===== Given text =====

Our choice should be to live each day with dignity

Friday, Nov. 14, 2014
Our choice should be to live each day with dignity + Enlarge
By The Most Rev. John C. Wester
Bishop of Salt Lake City

The recent decision by Brittany Maynard, a 29-year-old woman diagnosed with terminal brain cancer, to end her life via physician-assisted suicide in Oregon has brought the discussion of “death with dignity” once again to the forefront. My first response is to offer my deep sympathy and prayers for her and her family as they mourn the loss of their wife, daughter and friend. I can never truly know the trials she and her family faced as she struggled through her diagnosis and symptoms. But along with those sincere condolences, two overarching questions form in my mind: How is choosing to kill oneself a means of preserving our human dignity? And, is there less dignity in choosing to hold onto life?
While God gives us free will, he also entrusts us with the gift of life. Choosing to take one’s own life is incompatible with preserving our human dignity. I agree with Archbishop Alexander K. Sample of Portland, Ore., who responded to Ms. Maynard by stating that “Killing oneself eliminates the freedom enjoyed in earthly life. True autonomy and true freedom come only when we accept death as a force beyond our control.”

===== Given information =====

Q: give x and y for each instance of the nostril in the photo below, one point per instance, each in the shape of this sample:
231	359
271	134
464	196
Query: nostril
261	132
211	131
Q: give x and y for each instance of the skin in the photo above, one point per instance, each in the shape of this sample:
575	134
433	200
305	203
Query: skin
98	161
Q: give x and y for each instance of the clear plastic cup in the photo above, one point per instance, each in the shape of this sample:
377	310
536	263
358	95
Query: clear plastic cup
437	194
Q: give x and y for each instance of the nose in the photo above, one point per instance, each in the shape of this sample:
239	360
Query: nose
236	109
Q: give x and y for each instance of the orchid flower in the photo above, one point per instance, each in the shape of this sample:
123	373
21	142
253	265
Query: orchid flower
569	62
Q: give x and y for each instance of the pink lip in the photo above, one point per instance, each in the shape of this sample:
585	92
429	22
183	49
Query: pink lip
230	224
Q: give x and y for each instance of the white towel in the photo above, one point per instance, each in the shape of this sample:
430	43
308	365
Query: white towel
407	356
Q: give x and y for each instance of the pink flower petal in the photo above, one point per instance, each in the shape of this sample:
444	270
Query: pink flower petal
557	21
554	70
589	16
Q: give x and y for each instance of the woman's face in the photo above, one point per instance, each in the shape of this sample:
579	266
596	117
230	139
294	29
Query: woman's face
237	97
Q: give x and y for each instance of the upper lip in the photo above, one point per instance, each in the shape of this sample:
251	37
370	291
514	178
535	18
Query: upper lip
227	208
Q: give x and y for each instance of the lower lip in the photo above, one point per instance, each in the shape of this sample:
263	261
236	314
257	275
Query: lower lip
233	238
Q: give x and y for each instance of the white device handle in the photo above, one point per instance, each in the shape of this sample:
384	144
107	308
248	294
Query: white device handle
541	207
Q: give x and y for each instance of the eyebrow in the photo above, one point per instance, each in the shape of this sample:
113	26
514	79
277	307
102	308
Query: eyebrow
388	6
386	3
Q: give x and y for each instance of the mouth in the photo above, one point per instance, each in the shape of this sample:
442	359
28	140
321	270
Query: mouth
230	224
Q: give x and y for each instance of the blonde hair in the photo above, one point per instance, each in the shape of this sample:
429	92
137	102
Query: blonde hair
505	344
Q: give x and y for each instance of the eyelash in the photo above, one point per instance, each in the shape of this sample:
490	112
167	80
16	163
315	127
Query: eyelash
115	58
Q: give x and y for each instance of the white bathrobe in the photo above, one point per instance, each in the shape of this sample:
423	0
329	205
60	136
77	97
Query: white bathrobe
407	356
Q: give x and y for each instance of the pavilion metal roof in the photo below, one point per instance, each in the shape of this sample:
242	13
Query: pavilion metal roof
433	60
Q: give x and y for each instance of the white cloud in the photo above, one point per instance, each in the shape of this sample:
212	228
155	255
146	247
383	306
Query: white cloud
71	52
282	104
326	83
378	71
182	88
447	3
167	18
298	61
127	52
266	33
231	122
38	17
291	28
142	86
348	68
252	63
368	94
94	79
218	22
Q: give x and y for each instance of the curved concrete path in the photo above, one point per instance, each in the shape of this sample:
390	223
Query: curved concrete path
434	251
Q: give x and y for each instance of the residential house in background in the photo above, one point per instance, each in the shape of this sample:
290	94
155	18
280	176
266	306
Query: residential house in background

=====

Assignment:
Answer these from the column:
(a) How old was Brittany Maynard?
(b) In which state did she end her life?
(c) Which archbishop does the author say he agrees with?
The lines above come from a different source than the column.

Solution to the problem:
(a) 29
(b) Oregon
(c) Archbishop Alexander K. Sample of Portland, Ore.